*Problem to solve*. Copy everything from the line containing "OBJECT = foamy water surface" down to the end of the records, scaling each bounding-box coordinate in the answers by 0.8 and rounding to whole numbers, halves up, while leaving the requests unchanged. Leave the pictures out of your answer.

(Data records)
____________________
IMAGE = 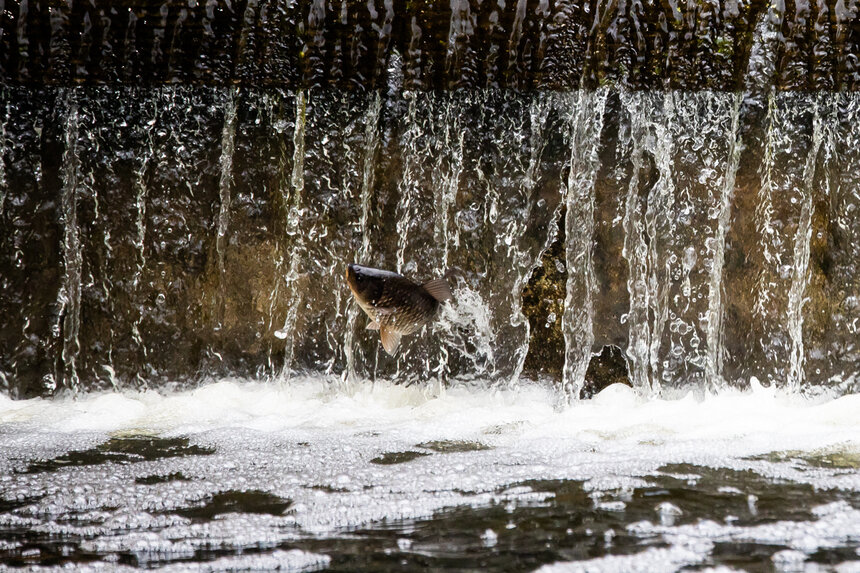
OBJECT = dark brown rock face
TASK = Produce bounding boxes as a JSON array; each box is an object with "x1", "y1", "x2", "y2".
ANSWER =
[{"x1": 0, "y1": 0, "x2": 860, "y2": 90}]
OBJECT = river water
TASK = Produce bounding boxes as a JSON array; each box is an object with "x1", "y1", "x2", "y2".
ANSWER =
[{"x1": 0, "y1": 376, "x2": 860, "y2": 571}]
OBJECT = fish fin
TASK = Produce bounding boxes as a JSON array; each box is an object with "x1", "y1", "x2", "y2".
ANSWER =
[
  {"x1": 379, "y1": 326, "x2": 400, "y2": 356},
  {"x1": 421, "y1": 278, "x2": 454, "y2": 302}
]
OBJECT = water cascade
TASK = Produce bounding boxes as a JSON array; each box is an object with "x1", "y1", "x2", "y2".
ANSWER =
[{"x1": 0, "y1": 0, "x2": 860, "y2": 573}]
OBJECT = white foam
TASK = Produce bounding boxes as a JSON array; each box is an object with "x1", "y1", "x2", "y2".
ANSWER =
[{"x1": 0, "y1": 378, "x2": 860, "y2": 571}]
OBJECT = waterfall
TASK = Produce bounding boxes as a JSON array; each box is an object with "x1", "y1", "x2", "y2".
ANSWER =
[
  {"x1": 0, "y1": 89, "x2": 10, "y2": 218},
  {"x1": 0, "y1": 86, "x2": 860, "y2": 395},
  {"x1": 58, "y1": 90, "x2": 83, "y2": 392},
  {"x1": 342, "y1": 93, "x2": 382, "y2": 386},
  {"x1": 705, "y1": 94, "x2": 742, "y2": 389},
  {"x1": 275, "y1": 92, "x2": 307, "y2": 378},
  {"x1": 215, "y1": 88, "x2": 238, "y2": 324},
  {"x1": 786, "y1": 98, "x2": 823, "y2": 391},
  {"x1": 619, "y1": 92, "x2": 752, "y2": 391},
  {"x1": 562, "y1": 90, "x2": 607, "y2": 396},
  {"x1": 753, "y1": 93, "x2": 822, "y2": 388}
]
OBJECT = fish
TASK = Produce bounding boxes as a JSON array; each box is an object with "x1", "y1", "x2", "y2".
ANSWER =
[{"x1": 346, "y1": 264, "x2": 454, "y2": 356}]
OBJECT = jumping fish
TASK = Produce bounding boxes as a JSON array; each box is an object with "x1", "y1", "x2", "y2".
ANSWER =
[{"x1": 346, "y1": 264, "x2": 453, "y2": 356}]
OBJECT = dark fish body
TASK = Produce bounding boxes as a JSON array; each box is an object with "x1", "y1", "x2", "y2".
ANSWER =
[{"x1": 346, "y1": 264, "x2": 451, "y2": 355}]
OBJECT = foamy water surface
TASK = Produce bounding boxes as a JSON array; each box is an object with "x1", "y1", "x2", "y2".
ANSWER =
[{"x1": 0, "y1": 378, "x2": 860, "y2": 571}]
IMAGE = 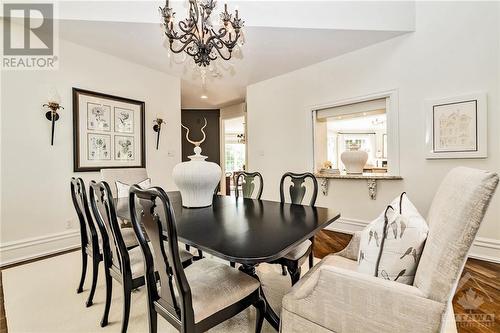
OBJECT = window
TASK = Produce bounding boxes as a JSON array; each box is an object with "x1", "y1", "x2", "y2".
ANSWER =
[{"x1": 313, "y1": 94, "x2": 399, "y2": 175}]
____________________
*Completed exercise*.
OBJECT = foamy water surface
TASK = Produce bounding boxes as a JSON array; each box is an object with "x1", "y1", "x2", "y2".
ANSWER =
[{"x1": 0, "y1": 302, "x2": 688, "y2": 457}]
IMAGE = 
OBJECT = window
TASK = Produce bounding boxes as a JSON array; each box is an object with "x1", "y1", "x2", "y2".
ANSWER =
[{"x1": 250, "y1": 75, "x2": 319, "y2": 140}]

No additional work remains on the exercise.